> MATERIALS PROVIDED:
=== Begin Enclosure ===

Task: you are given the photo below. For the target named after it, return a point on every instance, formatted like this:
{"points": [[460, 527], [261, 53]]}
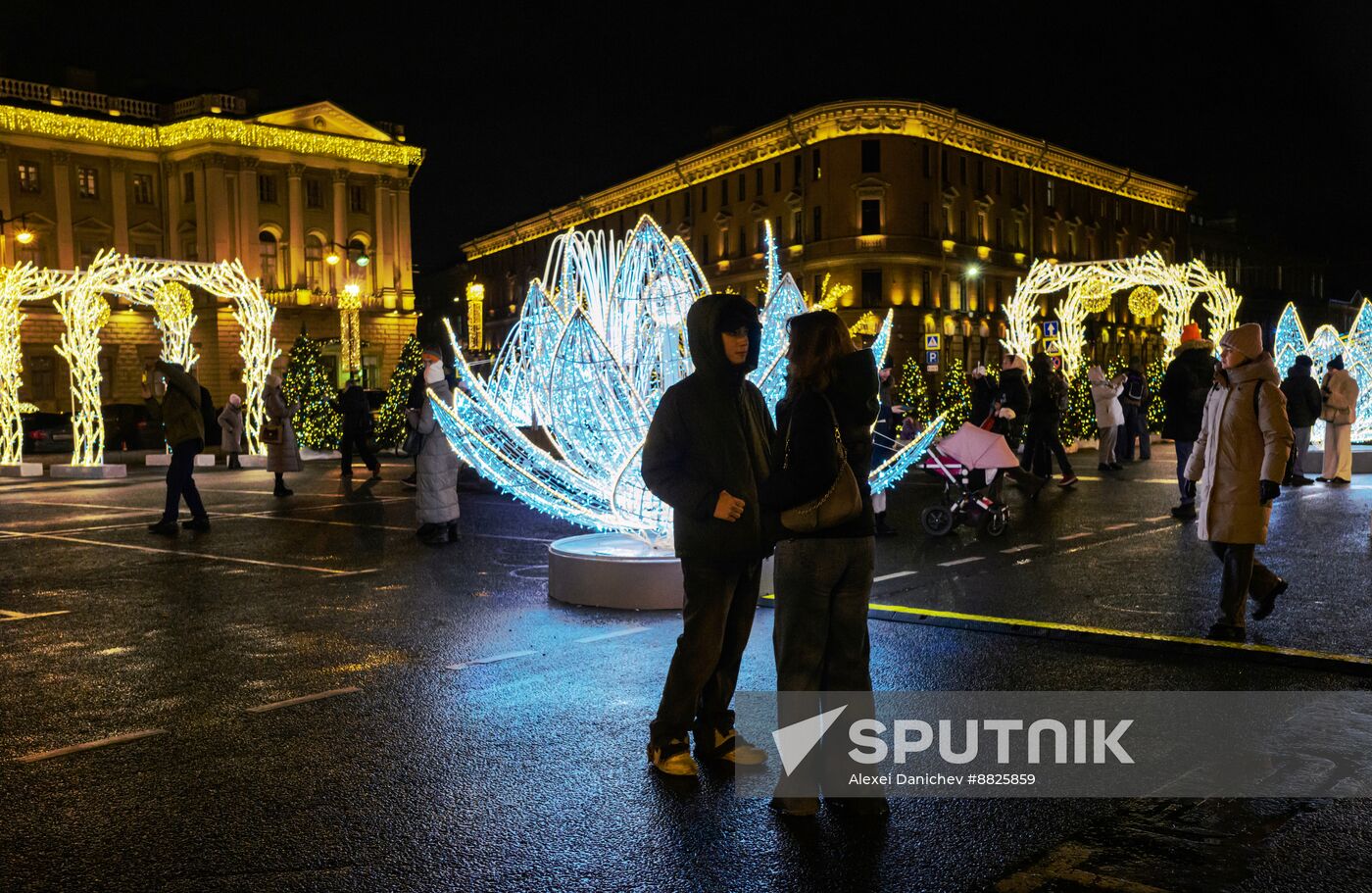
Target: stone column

=== End Enclosure ===
=== Begin Enclosure ===

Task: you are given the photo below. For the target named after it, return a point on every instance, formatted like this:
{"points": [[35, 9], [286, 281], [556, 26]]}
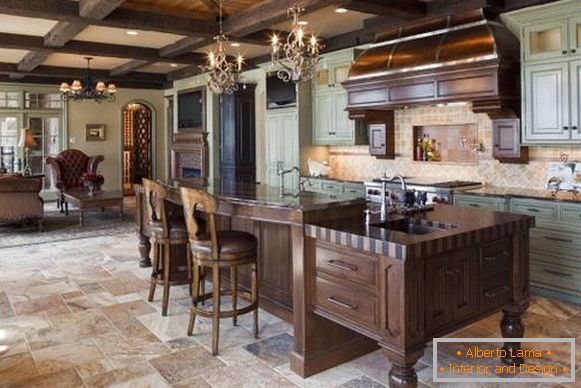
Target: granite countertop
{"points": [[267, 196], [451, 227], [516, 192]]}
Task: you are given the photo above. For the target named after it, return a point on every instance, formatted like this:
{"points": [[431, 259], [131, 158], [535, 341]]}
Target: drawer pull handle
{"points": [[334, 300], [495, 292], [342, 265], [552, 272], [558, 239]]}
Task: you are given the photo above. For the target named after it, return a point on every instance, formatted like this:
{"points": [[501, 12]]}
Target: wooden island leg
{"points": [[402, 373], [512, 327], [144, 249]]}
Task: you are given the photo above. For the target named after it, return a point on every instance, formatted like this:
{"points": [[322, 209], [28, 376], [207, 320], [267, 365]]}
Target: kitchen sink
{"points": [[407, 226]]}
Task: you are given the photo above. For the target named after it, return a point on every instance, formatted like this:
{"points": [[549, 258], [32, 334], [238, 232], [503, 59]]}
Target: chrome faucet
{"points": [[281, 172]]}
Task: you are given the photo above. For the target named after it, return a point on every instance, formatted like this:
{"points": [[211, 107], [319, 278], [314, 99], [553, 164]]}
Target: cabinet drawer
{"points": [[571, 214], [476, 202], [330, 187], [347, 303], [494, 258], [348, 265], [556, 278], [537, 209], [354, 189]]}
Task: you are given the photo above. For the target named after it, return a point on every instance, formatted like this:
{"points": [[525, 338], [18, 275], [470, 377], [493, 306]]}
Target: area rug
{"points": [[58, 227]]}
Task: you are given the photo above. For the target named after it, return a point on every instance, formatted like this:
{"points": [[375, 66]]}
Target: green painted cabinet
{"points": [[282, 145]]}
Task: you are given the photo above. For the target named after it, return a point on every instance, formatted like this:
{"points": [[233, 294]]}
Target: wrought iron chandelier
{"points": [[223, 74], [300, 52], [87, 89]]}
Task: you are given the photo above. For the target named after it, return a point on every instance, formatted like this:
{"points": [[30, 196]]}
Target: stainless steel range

=== End Enclosure ===
=== Begin Enclosure ===

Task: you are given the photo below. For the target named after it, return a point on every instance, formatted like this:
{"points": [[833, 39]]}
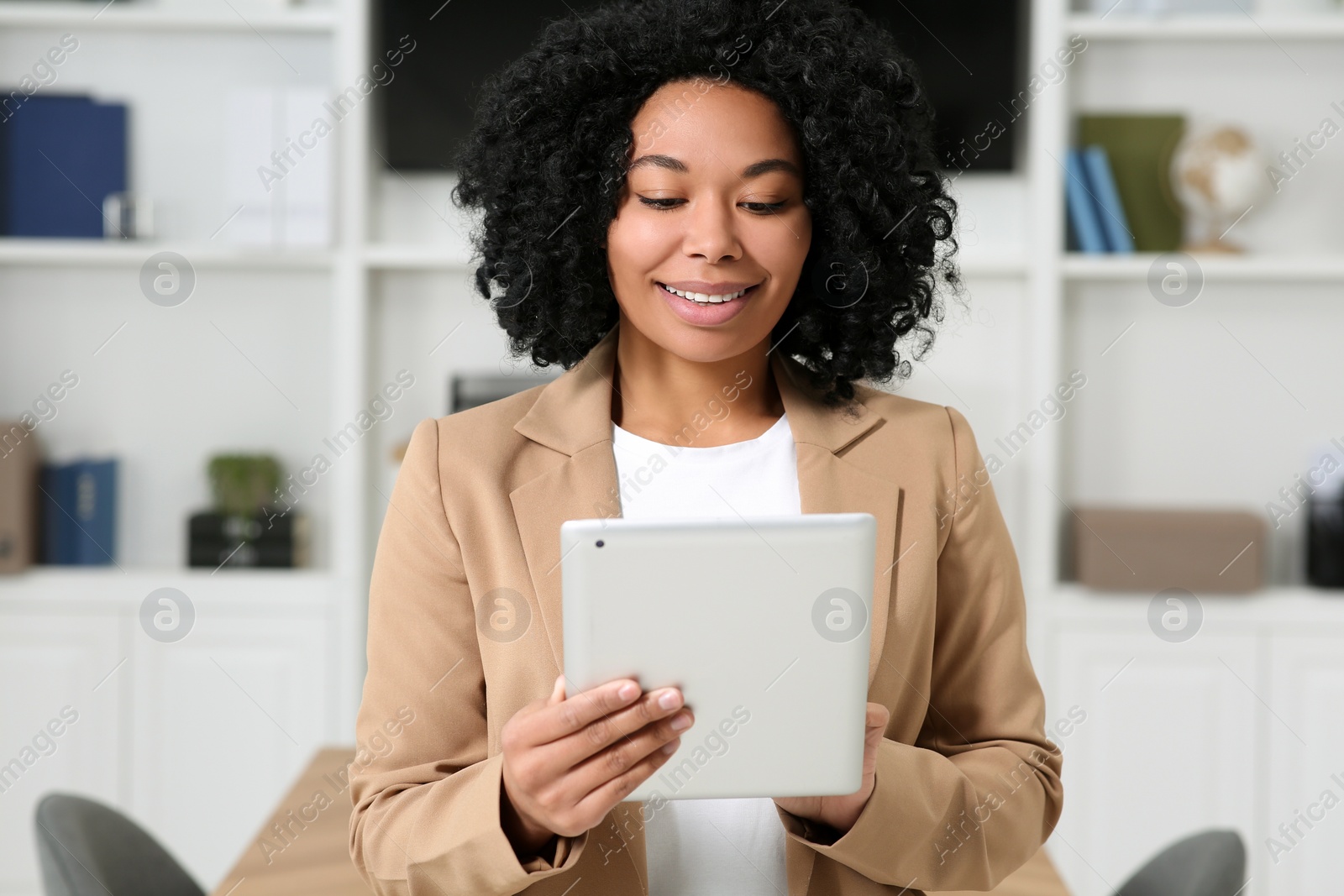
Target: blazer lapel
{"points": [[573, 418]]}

=== End Enclosure ===

> ABOUT THIS TASK: What are the lines, exactly as written above, from the line with "Target: cabinet drawer" to the line with "Target: stainless steel range", both included? Output only those.

> OUTPUT:
Target: cabinet drawer
{"points": [[571, 214], [476, 202], [330, 187], [347, 303], [494, 258], [348, 265], [556, 278], [537, 209], [354, 189]]}
Task: you are given the photo above. For the target named after it, return a point on every instance, formatted like this:
{"points": [[525, 338], [18, 275], [470, 377], [493, 306]]}
Target: area rug
{"points": [[58, 227]]}
Task: you are given the photo above. For the target named after it, return a point on every instance, formatted like this:
{"points": [[375, 66]]}
Target: green painted cabinet
{"points": [[282, 145]]}
Task: you are given the photo above. For the target named after it, return a point on every instance, formatted like this:
{"points": [[233, 294]]}
Target: wrought iron chandelier
{"points": [[223, 74], [300, 52], [87, 89]]}
Task: you are given the photo above. For the target named after it, return a point on every instance, formatted like this:
{"points": [[30, 196]]}
Target: stainless steel range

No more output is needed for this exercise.